Görev A
Doğu Türkçesi araştırmalarını anlatan metne göre G. Raquette'in İsveç dilinde yazdığı yazılarda ele aldığı konuları sıralayın.
Görev B
Doğu Türkçesi araştırmalarını anlatan metinden yararlanarak aşağıdaki soruları yanıtlayın.
(i) "Doğu Türkçesi Sesbilgisi Üzerinde incelemeler" başlıklı doktora tezi hangi yıl tamamlanmıştır?
(ii) "Orta Asya Masalı" hangi şehirde ve hangi yıl yayımlanmıştır?
(iii) "Doğu Türkçe (Uygurca) İngilizce Lehçe Sözlüğü" hangi yıl yayımlanmıştır?
Görev C
Doğu Türkçesi araştırmalarını anlatan metni son cümlesinden sonra sürdürün.

=== Verilen Metin ===

Raquette’in İstanbul’da yaptığı inceleme ve araştırmaların sonunda “Türkçede Vurgu Sorunu”[36] başlıklı yapıtı ortaya çıkmıştır. Yeni Uygurca ile paraleller kuran bilgin, Türkçede karmaşık vurgu sorunlarını ele almaktadır. Daha sonra G. Raquette, İsveç dilinde yazdığı birçok yazılarda kimi Orta Asya sorunlarını, ayrıca Doğu Türk toponimisini, Doğu Türkistan tarihini, geniş oylumlu bir inceleme yazısında ise İslam tarihini ele almıştır[37].
Bu satırları yazanın yayınlarına gelince, çoğunun esasını 1929-1930 ve 1935 yıllarında Orta Asya’nın ayrı ayrı bölgelerinde, mahallinde yapılan araştırma ve inceleme malzemesi oluşturmaktadır. “Doğu Türkçesi Sesbilgisi Üzerinde incelemeler”[38] başlıklı doktora tezim (1933) bu yayınların başlangıcını oluşturmuştur. “Doğu Türkçe- sini Öğrenmeye Yarayan Gereçler. Öykü, koşuk, atasözü, bilmece vb.”[39] başlıklı yapıtımda, Kâşgar, Taşmalık, Yarkent, Guma, Kuça ve Hotan’m folklor ve etnoğrafya malzemesine yer verilmiştir. Bunun ardından “Orta Asya Masalı” (Lund, 1973)[40] başlıklı bir Kâşgar folklor metni yayımlanmıştır. 1964 yılında yayımlanan “Doğu Türkçe (Uygurca) İngilizce Lehçe Sözlüğü”nü41, yukarıda andığımız yapıtların son bölümü olarak saymak gerekir. Yazarın Doğu Türk bölgesi üzerine yayımladığı küçük yapıtları arasında, “Meyvalar Cengi- Cerj-i-mlve”[42], bir Kâşgar münazarası, ayrıca “Doğu Türklerinde Hayvanları Çağırma ve Kovma Ünlemleri”[43] ve Satuk Buğra Han ile ilgili olarak güney - batı Taklaman’da bulunan kutsal mezarlar sistemini inceleme yazısı[44] adlandırılabilir.

=== Veri Kayıtları ===

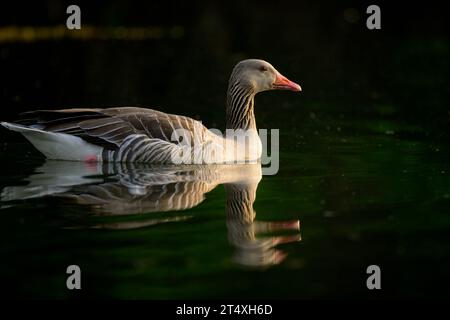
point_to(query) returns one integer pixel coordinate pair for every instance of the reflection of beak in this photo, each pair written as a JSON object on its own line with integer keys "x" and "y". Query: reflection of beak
{"x": 283, "y": 83}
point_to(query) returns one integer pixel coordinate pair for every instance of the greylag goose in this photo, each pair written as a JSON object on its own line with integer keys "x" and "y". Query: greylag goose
{"x": 130, "y": 134}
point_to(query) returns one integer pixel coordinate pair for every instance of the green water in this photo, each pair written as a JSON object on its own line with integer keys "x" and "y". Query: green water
{"x": 381, "y": 198}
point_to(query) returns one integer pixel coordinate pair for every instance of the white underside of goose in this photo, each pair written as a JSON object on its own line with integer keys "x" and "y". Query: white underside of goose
{"x": 211, "y": 149}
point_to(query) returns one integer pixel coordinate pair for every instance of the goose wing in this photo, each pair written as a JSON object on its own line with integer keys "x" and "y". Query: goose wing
{"x": 109, "y": 128}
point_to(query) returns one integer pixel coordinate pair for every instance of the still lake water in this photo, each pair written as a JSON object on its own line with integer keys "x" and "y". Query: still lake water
{"x": 340, "y": 202}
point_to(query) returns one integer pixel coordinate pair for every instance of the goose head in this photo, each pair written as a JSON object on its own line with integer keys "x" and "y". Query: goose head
{"x": 247, "y": 79}
{"x": 259, "y": 75}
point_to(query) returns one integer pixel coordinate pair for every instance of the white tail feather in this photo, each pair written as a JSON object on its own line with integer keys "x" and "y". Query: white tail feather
{"x": 58, "y": 146}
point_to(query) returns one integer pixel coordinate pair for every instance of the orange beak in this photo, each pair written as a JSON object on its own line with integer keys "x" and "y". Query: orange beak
{"x": 283, "y": 83}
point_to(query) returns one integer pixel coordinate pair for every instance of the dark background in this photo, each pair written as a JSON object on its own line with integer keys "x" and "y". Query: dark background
{"x": 399, "y": 72}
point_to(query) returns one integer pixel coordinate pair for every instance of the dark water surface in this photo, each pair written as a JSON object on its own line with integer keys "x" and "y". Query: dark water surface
{"x": 368, "y": 199}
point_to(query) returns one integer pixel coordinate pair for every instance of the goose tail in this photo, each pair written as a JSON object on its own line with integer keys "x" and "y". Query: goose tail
{"x": 58, "y": 146}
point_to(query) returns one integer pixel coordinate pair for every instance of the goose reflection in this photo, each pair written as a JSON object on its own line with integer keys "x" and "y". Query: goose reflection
{"x": 125, "y": 188}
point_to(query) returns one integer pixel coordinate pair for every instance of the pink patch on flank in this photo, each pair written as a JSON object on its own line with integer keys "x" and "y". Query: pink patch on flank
{"x": 91, "y": 162}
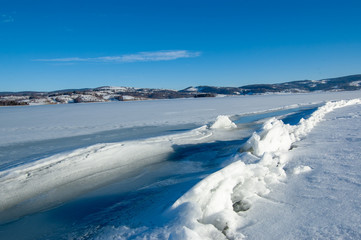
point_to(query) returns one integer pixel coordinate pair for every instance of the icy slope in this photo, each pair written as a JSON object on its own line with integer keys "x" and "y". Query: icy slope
{"x": 210, "y": 208}
{"x": 23, "y": 124}
{"x": 325, "y": 202}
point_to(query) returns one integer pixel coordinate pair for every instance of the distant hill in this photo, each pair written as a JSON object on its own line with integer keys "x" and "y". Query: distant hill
{"x": 108, "y": 93}
{"x": 347, "y": 83}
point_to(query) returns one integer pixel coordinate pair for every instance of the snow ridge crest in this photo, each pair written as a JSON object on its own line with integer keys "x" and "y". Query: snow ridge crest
{"x": 215, "y": 207}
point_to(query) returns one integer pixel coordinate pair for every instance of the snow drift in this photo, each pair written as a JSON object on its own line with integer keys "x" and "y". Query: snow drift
{"x": 213, "y": 209}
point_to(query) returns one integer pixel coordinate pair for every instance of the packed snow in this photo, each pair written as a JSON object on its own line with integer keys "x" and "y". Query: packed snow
{"x": 214, "y": 181}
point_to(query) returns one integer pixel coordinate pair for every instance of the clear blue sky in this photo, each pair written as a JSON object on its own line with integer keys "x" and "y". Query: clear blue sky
{"x": 58, "y": 44}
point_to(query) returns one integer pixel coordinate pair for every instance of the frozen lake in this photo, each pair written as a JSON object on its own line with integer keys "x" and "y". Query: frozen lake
{"x": 85, "y": 167}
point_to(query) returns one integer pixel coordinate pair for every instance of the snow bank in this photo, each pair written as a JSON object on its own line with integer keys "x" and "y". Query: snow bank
{"x": 223, "y": 122}
{"x": 214, "y": 208}
{"x": 52, "y": 180}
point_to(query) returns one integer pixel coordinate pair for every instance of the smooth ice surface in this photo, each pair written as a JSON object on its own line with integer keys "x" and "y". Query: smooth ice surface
{"x": 186, "y": 184}
{"x": 325, "y": 202}
{"x": 30, "y": 123}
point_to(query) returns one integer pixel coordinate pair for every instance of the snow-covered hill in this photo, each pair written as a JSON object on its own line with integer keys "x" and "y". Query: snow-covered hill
{"x": 108, "y": 93}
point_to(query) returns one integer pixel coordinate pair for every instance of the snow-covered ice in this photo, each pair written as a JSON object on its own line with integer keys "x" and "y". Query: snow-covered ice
{"x": 215, "y": 181}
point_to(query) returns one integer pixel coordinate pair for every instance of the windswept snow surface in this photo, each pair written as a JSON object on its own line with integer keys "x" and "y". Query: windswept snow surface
{"x": 191, "y": 183}
{"x": 30, "y": 123}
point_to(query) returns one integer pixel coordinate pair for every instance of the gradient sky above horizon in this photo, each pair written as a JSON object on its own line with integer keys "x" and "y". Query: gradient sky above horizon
{"x": 60, "y": 44}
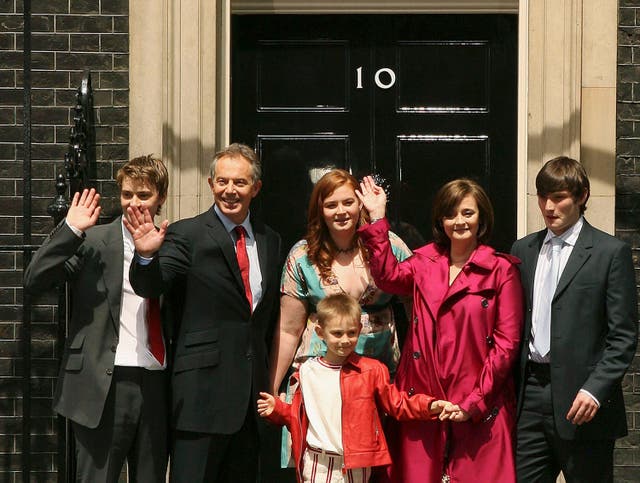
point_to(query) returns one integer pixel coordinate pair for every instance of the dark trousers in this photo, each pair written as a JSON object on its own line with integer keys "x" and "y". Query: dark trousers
{"x": 133, "y": 428}
{"x": 216, "y": 458}
{"x": 541, "y": 454}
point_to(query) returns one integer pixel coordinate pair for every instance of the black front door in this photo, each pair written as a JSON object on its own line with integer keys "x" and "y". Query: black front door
{"x": 417, "y": 99}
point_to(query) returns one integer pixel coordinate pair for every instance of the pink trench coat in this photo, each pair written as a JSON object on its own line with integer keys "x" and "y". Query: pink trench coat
{"x": 461, "y": 346}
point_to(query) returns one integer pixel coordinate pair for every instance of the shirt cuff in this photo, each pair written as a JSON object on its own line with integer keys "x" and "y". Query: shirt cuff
{"x": 591, "y": 396}
{"x": 143, "y": 260}
{"x": 75, "y": 230}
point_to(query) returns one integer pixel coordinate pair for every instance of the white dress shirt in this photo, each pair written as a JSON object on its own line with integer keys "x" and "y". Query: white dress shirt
{"x": 255, "y": 275}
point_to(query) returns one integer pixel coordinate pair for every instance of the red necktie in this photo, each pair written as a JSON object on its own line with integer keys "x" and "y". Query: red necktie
{"x": 154, "y": 330}
{"x": 243, "y": 261}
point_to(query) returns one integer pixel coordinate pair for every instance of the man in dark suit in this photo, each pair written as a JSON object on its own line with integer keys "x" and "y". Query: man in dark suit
{"x": 112, "y": 384}
{"x": 579, "y": 338}
{"x": 227, "y": 285}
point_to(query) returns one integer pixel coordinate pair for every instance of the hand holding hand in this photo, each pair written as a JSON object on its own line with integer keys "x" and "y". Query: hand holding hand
{"x": 372, "y": 197}
{"x": 438, "y": 406}
{"x": 583, "y": 409}
{"x": 454, "y": 413}
{"x": 266, "y": 404}
{"x": 84, "y": 209}
{"x": 146, "y": 238}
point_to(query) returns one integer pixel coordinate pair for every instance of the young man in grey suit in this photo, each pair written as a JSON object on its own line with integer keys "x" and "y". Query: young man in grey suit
{"x": 579, "y": 338}
{"x": 112, "y": 384}
{"x": 222, "y": 268}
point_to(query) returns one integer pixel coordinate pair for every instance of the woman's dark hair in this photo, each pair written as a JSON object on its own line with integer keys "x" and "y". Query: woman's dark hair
{"x": 449, "y": 197}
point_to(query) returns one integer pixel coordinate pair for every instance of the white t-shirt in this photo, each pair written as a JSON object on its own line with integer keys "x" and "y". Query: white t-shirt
{"x": 320, "y": 384}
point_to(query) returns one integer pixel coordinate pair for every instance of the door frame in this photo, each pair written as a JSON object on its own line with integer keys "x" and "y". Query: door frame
{"x": 566, "y": 87}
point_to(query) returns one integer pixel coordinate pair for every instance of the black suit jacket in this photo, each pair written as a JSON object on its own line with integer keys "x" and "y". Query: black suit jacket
{"x": 93, "y": 265}
{"x": 593, "y": 328}
{"x": 220, "y": 347}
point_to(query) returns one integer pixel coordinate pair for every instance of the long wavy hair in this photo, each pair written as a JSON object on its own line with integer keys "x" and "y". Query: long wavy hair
{"x": 321, "y": 249}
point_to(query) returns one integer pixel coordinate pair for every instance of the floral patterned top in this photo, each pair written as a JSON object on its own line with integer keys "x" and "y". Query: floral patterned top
{"x": 378, "y": 338}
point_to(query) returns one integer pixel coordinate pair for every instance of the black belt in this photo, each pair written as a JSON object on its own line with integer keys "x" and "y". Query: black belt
{"x": 540, "y": 371}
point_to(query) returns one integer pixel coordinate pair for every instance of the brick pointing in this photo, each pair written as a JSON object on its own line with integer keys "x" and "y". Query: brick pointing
{"x": 67, "y": 37}
{"x": 627, "y": 453}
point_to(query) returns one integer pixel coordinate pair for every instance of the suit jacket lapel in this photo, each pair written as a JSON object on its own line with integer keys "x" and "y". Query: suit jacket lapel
{"x": 112, "y": 266}
{"x": 218, "y": 232}
{"x": 530, "y": 262}
{"x": 579, "y": 255}
{"x": 263, "y": 251}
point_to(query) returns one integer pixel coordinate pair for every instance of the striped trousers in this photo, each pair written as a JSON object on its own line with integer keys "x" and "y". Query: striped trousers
{"x": 325, "y": 467}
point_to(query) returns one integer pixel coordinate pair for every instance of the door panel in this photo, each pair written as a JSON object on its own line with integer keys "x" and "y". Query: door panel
{"x": 417, "y": 99}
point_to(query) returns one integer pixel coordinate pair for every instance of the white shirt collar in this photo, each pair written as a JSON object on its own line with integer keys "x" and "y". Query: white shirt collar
{"x": 230, "y": 225}
{"x": 126, "y": 236}
{"x": 570, "y": 236}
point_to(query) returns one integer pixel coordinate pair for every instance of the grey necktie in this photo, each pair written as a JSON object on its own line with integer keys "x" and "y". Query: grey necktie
{"x": 542, "y": 338}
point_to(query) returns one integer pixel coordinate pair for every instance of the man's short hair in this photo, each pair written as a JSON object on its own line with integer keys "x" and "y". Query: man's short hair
{"x": 564, "y": 173}
{"x": 238, "y": 150}
{"x": 338, "y": 306}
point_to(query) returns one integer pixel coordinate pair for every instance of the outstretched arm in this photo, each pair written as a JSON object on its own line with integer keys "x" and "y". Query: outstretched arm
{"x": 146, "y": 238}
{"x": 291, "y": 324}
{"x": 58, "y": 260}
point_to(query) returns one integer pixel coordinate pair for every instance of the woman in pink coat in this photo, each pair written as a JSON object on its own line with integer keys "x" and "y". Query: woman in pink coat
{"x": 463, "y": 339}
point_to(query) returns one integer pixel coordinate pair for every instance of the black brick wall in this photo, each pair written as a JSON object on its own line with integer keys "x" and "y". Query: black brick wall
{"x": 627, "y": 455}
{"x": 67, "y": 37}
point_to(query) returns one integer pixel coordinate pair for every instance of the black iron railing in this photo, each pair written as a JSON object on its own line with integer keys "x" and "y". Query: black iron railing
{"x": 79, "y": 164}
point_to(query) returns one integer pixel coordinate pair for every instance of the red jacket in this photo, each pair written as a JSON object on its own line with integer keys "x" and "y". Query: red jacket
{"x": 365, "y": 389}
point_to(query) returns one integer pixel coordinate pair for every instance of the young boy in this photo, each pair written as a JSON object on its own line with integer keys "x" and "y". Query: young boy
{"x": 334, "y": 416}
{"x": 112, "y": 384}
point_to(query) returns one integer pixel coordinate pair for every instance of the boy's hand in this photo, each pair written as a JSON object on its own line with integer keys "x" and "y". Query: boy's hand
{"x": 438, "y": 406}
{"x": 453, "y": 412}
{"x": 145, "y": 236}
{"x": 266, "y": 404}
{"x": 84, "y": 209}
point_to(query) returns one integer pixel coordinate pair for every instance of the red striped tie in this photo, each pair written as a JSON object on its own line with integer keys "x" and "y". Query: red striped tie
{"x": 154, "y": 330}
{"x": 243, "y": 261}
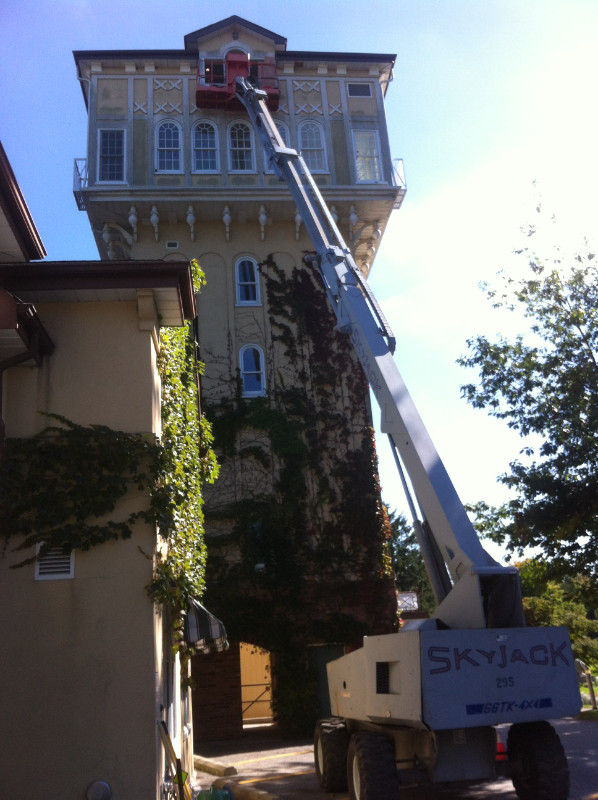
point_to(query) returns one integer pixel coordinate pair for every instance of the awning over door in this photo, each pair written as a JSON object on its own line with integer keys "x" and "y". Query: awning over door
{"x": 203, "y": 630}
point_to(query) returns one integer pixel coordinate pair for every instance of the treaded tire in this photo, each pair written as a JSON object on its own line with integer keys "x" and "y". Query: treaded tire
{"x": 331, "y": 742}
{"x": 537, "y": 761}
{"x": 371, "y": 768}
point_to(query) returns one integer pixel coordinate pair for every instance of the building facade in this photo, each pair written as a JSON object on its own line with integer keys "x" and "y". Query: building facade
{"x": 295, "y": 528}
{"x": 87, "y": 666}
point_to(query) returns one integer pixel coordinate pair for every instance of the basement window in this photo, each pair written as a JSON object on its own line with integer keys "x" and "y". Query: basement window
{"x": 55, "y": 564}
{"x": 382, "y": 677}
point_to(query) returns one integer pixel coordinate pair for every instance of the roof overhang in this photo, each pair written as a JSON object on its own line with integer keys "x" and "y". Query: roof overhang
{"x": 105, "y": 281}
{"x": 19, "y": 238}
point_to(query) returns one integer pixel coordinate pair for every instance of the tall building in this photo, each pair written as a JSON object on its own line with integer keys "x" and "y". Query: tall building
{"x": 295, "y": 527}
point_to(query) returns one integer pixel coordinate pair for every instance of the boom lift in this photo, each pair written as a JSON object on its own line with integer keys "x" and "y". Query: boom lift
{"x": 424, "y": 702}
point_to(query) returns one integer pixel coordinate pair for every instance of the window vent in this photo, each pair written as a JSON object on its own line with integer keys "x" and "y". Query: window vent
{"x": 382, "y": 677}
{"x": 359, "y": 89}
{"x": 54, "y": 565}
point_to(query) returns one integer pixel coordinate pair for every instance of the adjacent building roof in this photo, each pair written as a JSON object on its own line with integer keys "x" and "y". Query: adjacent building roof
{"x": 19, "y": 239}
{"x": 105, "y": 281}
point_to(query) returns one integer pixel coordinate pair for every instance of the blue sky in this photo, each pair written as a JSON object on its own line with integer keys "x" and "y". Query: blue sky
{"x": 488, "y": 96}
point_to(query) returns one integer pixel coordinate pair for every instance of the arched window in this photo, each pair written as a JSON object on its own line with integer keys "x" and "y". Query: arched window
{"x": 253, "y": 377}
{"x": 205, "y": 148}
{"x": 283, "y": 130}
{"x": 240, "y": 148}
{"x": 247, "y": 281}
{"x": 168, "y": 147}
{"x": 367, "y": 156}
{"x": 311, "y": 145}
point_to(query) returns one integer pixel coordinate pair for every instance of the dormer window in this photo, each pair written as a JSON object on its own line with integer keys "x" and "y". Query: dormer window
{"x": 240, "y": 148}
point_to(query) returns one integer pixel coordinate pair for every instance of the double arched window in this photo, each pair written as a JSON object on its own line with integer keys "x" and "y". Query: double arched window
{"x": 253, "y": 375}
{"x": 311, "y": 145}
{"x": 240, "y": 144}
{"x": 206, "y": 157}
{"x": 169, "y": 139}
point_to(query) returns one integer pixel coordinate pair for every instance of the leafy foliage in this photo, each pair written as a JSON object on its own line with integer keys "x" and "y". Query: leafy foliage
{"x": 58, "y": 487}
{"x": 408, "y": 565}
{"x": 306, "y": 545}
{"x": 556, "y": 604}
{"x": 187, "y": 462}
{"x": 545, "y": 385}
{"x": 58, "y": 484}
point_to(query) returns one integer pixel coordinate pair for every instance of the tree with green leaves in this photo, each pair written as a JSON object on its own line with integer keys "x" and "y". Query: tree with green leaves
{"x": 544, "y": 383}
{"x": 548, "y": 602}
{"x": 408, "y": 564}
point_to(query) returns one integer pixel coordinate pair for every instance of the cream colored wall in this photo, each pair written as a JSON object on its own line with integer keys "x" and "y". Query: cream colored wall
{"x": 78, "y": 676}
{"x": 78, "y": 688}
{"x": 102, "y": 371}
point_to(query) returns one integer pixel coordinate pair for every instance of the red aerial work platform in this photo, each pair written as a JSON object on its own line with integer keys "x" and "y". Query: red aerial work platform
{"x": 216, "y": 81}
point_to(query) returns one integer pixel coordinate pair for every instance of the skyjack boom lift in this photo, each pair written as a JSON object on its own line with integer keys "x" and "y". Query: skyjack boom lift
{"x": 426, "y": 699}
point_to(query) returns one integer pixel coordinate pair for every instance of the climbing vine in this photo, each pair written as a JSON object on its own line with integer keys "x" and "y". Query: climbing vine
{"x": 58, "y": 486}
{"x": 306, "y": 549}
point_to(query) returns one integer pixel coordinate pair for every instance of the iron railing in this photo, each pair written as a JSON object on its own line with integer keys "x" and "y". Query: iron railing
{"x": 80, "y": 181}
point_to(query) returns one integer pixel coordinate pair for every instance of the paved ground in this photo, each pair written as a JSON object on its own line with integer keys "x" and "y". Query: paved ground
{"x": 267, "y": 765}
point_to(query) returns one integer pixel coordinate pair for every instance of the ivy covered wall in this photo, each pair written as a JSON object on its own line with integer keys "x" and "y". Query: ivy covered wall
{"x": 296, "y": 532}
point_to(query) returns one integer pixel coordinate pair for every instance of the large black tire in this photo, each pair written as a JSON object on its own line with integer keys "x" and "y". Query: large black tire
{"x": 331, "y": 742}
{"x": 537, "y": 762}
{"x": 371, "y": 768}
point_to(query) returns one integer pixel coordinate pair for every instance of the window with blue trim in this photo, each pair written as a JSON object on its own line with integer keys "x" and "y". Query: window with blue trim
{"x": 247, "y": 282}
{"x": 253, "y": 377}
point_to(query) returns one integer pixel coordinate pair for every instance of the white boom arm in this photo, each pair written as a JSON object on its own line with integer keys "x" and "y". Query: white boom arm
{"x": 473, "y": 590}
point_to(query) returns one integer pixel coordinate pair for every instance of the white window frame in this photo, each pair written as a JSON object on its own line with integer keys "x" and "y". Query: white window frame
{"x": 283, "y": 130}
{"x": 261, "y": 372}
{"x": 215, "y": 150}
{"x": 309, "y": 150}
{"x": 368, "y": 86}
{"x": 367, "y": 159}
{"x": 55, "y": 565}
{"x": 239, "y": 283}
{"x": 101, "y": 131}
{"x": 178, "y": 149}
{"x": 250, "y": 149}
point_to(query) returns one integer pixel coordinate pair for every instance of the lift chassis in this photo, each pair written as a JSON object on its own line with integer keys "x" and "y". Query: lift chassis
{"x": 425, "y": 702}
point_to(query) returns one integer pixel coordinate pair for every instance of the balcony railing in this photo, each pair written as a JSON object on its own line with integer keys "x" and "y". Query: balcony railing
{"x": 80, "y": 178}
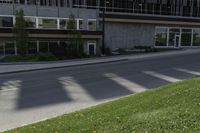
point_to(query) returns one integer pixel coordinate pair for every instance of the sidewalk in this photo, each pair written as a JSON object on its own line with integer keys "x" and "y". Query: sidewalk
{"x": 6, "y": 68}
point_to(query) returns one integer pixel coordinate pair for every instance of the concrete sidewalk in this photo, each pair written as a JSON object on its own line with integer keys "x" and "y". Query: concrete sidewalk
{"x": 6, "y": 68}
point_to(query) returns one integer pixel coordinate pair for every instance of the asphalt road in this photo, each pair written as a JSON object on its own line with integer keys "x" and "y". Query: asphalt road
{"x": 33, "y": 96}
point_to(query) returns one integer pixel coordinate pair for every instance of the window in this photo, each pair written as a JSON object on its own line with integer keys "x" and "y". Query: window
{"x": 30, "y": 22}
{"x": 1, "y": 48}
{"x": 91, "y": 48}
{"x": 186, "y": 37}
{"x": 9, "y": 48}
{"x": 44, "y": 47}
{"x": 32, "y": 47}
{"x": 173, "y": 33}
{"x": 80, "y": 24}
{"x": 6, "y": 21}
{"x": 161, "y": 36}
{"x": 45, "y": 23}
{"x": 92, "y": 25}
{"x": 196, "y": 37}
{"x": 63, "y": 23}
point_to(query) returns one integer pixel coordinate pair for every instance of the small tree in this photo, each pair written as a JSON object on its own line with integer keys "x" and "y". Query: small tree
{"x": 20, "y": 33}
{"x": 75, "y": 48}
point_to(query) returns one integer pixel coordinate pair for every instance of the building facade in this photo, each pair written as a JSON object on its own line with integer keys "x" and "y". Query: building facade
{"x": 128, "y": 23}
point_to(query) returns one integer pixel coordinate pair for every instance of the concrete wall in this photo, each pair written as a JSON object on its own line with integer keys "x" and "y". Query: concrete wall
{"x": 127, "y": 35}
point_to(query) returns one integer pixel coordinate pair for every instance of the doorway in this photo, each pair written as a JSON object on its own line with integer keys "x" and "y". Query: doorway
{"x": 91, "y": 48}
{"x": 177, "y": 41}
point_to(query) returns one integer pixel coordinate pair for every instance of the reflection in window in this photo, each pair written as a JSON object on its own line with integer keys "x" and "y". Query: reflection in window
{"x": 47, "y": 23}
{"x": 186, "y": 37}
{"x": 196, "y": 37}
{"x": 161, "y": 36}
{"x": 44, "y": 47}
{"x": 92, "y": 25}
{"x": 30, "y": 22}
{"x": 9, "y": 48}
{"x": 32, "y": 47}
{"x": 80, "y": 24}
{"x": 6, "y": 21}
{"x": 172, "y": 34}
{"x": 63, "y": 23}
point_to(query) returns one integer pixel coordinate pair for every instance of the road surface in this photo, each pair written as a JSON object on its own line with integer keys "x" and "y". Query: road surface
{"x": 33, "y": 96}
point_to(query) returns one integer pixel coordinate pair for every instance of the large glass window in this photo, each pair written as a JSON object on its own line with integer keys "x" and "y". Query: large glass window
{"x": 161, "y": 36}
{"x": 63, "y": 23}
{"x": 44, "y": 47}
{"x": 186, "y": 37}
{"x": 92, "y": 25}
{"x": 47, "y": 23}
{"x": 32, "y": 47}
{"x": 6, "y": 21}
{"x": 53, "y": 47}
{"x": 30, "y": 22}
{"x": 9, "y": 48}
{"x": 196, "y": 37}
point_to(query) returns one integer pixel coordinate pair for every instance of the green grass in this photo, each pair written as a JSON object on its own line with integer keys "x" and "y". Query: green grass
{"x": 172, "y": 109}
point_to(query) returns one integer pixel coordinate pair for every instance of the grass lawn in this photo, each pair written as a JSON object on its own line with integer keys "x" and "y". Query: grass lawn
{"x": 172, "y": 109}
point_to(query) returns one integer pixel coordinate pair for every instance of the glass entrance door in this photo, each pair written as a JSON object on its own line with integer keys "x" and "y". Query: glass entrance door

===

Yanıt A
Kimi Orta Asya sorunları
Doğu Türk toponimisi
Doğu Türkistan tarihi
İslam tarihi

Yanıt B
(i) 1933
(ii) Lund'da, 1973 yılında
(iii) 1964

Yanıt C
Orta Asya toponimisi iki ayrı yapıtımda incelenmiştir. Birinci yapıt, “Orta Asya’daki Türkçe Yer Adları Üzerine Birkaç Not”da[45], “tam bir tümce oluşturan adlara” büyük bir yer ayrılmıştır. D. M. Farquhar ve E. Norin ile birlikte yayımladığımız ikinci yapıt “Coğrafya Adları İndeks”inde [46], “Sven Hedin’in Orta Asya Atlasında” gösterilen Türkçe coğrafya adlan incelenmiştir. Giriş bölümünde ise Orta Asya toponimisi üzerine kimi ilke görüşleri anlatılmıştır.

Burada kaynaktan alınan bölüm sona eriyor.